Arrange the lines below as a JSON list of strings, one string per line, leaving out any blank lines.

====== DATA IN THIS EXERCISE

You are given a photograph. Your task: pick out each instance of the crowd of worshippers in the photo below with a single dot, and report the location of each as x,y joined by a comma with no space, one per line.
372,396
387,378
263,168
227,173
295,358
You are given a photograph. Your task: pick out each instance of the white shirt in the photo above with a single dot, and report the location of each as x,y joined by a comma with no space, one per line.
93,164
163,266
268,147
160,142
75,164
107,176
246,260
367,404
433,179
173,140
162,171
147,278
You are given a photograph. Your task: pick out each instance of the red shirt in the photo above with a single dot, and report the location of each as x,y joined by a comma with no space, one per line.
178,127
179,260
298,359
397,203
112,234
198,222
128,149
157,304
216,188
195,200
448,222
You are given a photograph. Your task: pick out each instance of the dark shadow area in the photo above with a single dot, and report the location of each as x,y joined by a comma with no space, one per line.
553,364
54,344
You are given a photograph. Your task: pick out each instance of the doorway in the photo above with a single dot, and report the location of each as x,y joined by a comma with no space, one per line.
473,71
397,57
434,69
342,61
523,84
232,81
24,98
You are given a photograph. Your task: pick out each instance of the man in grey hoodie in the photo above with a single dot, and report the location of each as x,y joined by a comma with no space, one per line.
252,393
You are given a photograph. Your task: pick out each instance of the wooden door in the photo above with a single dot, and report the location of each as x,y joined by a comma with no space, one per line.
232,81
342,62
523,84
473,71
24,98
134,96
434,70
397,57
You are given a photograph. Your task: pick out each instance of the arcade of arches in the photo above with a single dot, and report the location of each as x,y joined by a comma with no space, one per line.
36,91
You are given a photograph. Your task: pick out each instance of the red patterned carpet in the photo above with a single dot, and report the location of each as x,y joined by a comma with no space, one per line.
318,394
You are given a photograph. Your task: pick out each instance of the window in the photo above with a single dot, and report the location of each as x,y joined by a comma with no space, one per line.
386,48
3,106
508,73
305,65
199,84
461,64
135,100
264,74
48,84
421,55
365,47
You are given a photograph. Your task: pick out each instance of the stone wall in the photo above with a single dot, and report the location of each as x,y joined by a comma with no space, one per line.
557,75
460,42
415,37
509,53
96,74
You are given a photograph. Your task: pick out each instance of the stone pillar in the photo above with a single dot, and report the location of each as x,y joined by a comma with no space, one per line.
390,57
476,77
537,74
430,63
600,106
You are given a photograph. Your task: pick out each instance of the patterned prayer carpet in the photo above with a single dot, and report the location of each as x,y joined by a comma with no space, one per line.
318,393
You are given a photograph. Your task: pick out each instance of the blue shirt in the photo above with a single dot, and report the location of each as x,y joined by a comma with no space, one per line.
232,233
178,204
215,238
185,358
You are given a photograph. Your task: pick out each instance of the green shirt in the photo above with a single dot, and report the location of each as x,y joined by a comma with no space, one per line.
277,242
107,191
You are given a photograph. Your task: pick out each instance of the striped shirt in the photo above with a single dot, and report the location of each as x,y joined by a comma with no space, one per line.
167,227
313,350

============

_EXPECTED ANSWER_:
[
  "You are given a photograph. Your task: pick out each instance of the crowd of worshippers in the photo below with a single dot, and report the location of each as x,y joined by a comma with no space, one per line.",
  "372,396",
  "387,378",
  "263,168",
  "227,173",
  "295,358",
  "You are given a photograph. Your task: pick out each instance of the white shirt in the photo above with a single dot, and report the location of each as x,y joined by a comma with no space, one per line.",
  "93,164",
  "163,266",
  "268,147",
  "160,142",
  "75,164",
  "107,176",
  "246,260",
  "367,404",
  "433,179",
  "173,140",
  "162,171",
  "147,278",
  "You are given a photograph. Your task: pick out each instance of the red shirt in the photo above with a single dot, and report the location of each as x,y joined by a comma with no space, one per line.",
  "178,127",
  "179,260",
  "298,359",
  "397,203",
  "112,234",
  "198,222",
  "128,149",
  "157,304",
  "216,188",
  "195,200",
  "448,222",
  "You are given a photograph. Your task: pick out each instance of the dark shadow area in the photo above with a single dot, and report the location of each as x,y joined by a comma with no space, one per line.",
  "553,364",
  "54,344",
  "You are given a photograph. Your task: pick out each instance of the doorway in the photo above with a single dot, and report the location of each as x,y joined by a comma with no space, one per line.",
  "473,71",
  "397,57",
  "434,69",
  "342,61",
  "523,84",
  "232,81",
  "24,98",
  "You are given a photograph. Your task: pick out each instance of the man in grey hoodie in the photo above with a single dot, and report the location of each as x,y joined by a comma with no space, one per line.",
  "252,393",
  "You are given a photograph. Your task: pick out each instance of the wooden door in the photo above with a single dot, and report the location of each as x,y joined by a comma with no space, one per line.",
  "232,81",
  "342,62",
  "523,84",
  "473,71",
  "24,98",
  "134,96",
  "434,70",
  "397,57",
  "You are given a photograph. Your task: pick out each instance of the arcade of arches in the photo above with a single dot, and report the location of each as x,y joined by a comma with no space, one per line.",
  "36,91",
  "You are given a photograph. Your task: pick out each instance of the red patterned carpet in the photo above with a single dot, and report the location of each as x,y joined by a comma with no space, one per line.",
  "318,394",
  "You are given a photograph. Your task: pick out each instance of the window in the photo above with a single dot, and report the location of each as x,y joined by a comma with no space, one per line.",
  "386,48",
  "3,106",
  "508,73",
  "305,65",
  "199,84",
  "461,64",
  "135,100",
  "264,74",
  "48,84",
  "421,55",
  "365,47",
  "You are given a photograph. Your task: pick out each instance of the stone wall in the photo above with a single dot, and report the location of each as x,y joined by a comma with no space, one per line.",
  "557,75",
  "460,42",
  "415,37",
  "509,53",
  "96,74",
  "You are given a photograph. Your task: pick out each instance of the stone pillar in the photo above with a single dot, and report the location of each as x,y joined by a comma with no space, one per line.",
  "390,57",
  "476,77",
  "537,74",
  "430,63",
  "600,106",
  "You are given a photograph. Your task: pick out each instance of the patterned prayer carpet in the photo above with a single dot, and report the location of each as x,y joined by a comma with no space, one per line.",
  "318,393",
  "You are given a photograph. Your task: pick out each instance of the blue shirt in the photo above with a single dot, and report the location of each as x,y joined by a comma with no space, one per line.",
  "232,233",
  "178,204",
  "215,238",
  "185,358",
  "You are given a photograph. Your task: pick out each instance of the green shirt in the photo above with a single dot, and report the location of each as x,y joined by a comma with no space, one per line.",
  "277,242",
  "107,191",
  "You are given a photograph. Your task: pick out each instance of the striped shirt in the photo above with a single dot, and report the location of each as x,y joined by a comma with no space, one per line.",
  "167,227",
  "313,350"
]